--- WHAT IS EXPECTED ---
Count the lines of the items that follow which contain the string "below", and reply with that number alone.

* * *

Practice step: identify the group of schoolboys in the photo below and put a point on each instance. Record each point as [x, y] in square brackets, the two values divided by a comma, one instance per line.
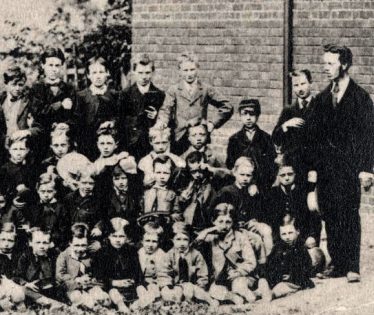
[117, 198]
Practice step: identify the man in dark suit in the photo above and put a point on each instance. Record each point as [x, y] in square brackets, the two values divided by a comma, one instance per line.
[138, 106]
[290, 133]
[342, 132]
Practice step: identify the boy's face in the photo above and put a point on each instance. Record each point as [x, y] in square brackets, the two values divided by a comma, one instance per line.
[18, 152]
[197, 136]
[7, 241]
[52, 68]
[86, 185]
[120, 182]
[143, 74]
[150, 243]
[181, 242]
[40, 243]
[15, 88]
[286, 175]
[223, 223]
[98, 74]
[332, 66]
[79, 246]
[248, 117]
[196, 171]
[106, 145]
[288, 233]
[2, 202]
[117, 239]
[301, 86]
[46, 192]
[243, 175]
[188, 71]
[160, 144]
[162, 173]
[60, 145]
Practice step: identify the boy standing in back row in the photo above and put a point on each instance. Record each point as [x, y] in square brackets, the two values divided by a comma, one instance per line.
[188, 101]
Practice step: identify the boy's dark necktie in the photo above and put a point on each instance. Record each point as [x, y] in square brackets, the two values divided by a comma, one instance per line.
[183, 269]
[335, 91]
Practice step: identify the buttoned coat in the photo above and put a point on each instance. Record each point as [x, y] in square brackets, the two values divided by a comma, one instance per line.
[197, 268]
[179, 107]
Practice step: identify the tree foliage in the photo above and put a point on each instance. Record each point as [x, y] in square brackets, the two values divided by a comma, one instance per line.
[82, 29]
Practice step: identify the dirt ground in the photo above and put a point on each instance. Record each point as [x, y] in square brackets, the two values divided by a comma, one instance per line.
[334, 296]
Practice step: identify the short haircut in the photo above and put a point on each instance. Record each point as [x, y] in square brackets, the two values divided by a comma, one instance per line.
[36, 229]
[164, 159]
[345, 54]
[155, 132]
[79, 230]
[144, 60]
[46, 178]
[289, 219]
[118, 171]
[109, 130]
[223, 208]
[188, 56]
[198, 124]
[243, 160]
[97, 59]
[15, 137]
[8, 227]
[118, 224]
[152, 227]
[14, 73]
[183, 228]
[306, 72]
[195, 157]
[52, 53]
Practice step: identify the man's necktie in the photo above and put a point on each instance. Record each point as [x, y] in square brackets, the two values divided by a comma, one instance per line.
[304, 104]
[183, 270]
[335, 91]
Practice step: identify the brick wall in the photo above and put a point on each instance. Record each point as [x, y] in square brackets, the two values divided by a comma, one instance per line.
[348, 22]
[240, 46]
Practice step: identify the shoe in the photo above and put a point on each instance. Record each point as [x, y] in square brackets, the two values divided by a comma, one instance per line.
[332, 272]
[353, 277]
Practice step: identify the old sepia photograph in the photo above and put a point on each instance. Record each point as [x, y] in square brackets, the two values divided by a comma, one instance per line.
[187, 157]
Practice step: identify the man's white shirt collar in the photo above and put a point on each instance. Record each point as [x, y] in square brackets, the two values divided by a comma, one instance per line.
[143, 89]
[343, 85]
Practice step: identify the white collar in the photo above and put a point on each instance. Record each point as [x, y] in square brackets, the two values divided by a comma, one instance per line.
[308, 99]
[143, 89]
[343, 85]
[98, 91]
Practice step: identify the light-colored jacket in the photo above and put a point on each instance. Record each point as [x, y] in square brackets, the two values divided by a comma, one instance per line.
[180, 107]
[68, 268]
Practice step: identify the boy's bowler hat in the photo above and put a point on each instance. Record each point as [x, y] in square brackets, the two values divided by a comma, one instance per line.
[252, 104]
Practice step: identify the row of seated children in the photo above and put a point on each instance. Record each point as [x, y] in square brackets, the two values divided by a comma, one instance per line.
[121, 274]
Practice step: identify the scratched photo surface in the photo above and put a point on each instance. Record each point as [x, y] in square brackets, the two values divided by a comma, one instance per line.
[187, 157]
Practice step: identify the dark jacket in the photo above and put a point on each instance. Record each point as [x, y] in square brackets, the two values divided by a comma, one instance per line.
[260, 149]
[292, 260]
[88, 209]
[111, 264]
[93, 110]
[343, 145]
[49, 106]
[133, 119]
[12, 175]
[295, 140]
[279, 203]
[54, 218]
[247, 207]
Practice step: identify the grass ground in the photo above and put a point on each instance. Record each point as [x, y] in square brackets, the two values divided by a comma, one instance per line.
[329, 297]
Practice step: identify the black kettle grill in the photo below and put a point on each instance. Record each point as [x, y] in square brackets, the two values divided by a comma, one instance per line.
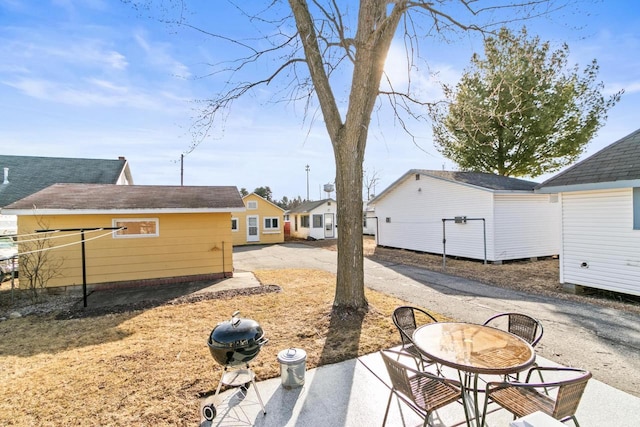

* * *

--- EXERCISE ANSWER ---
2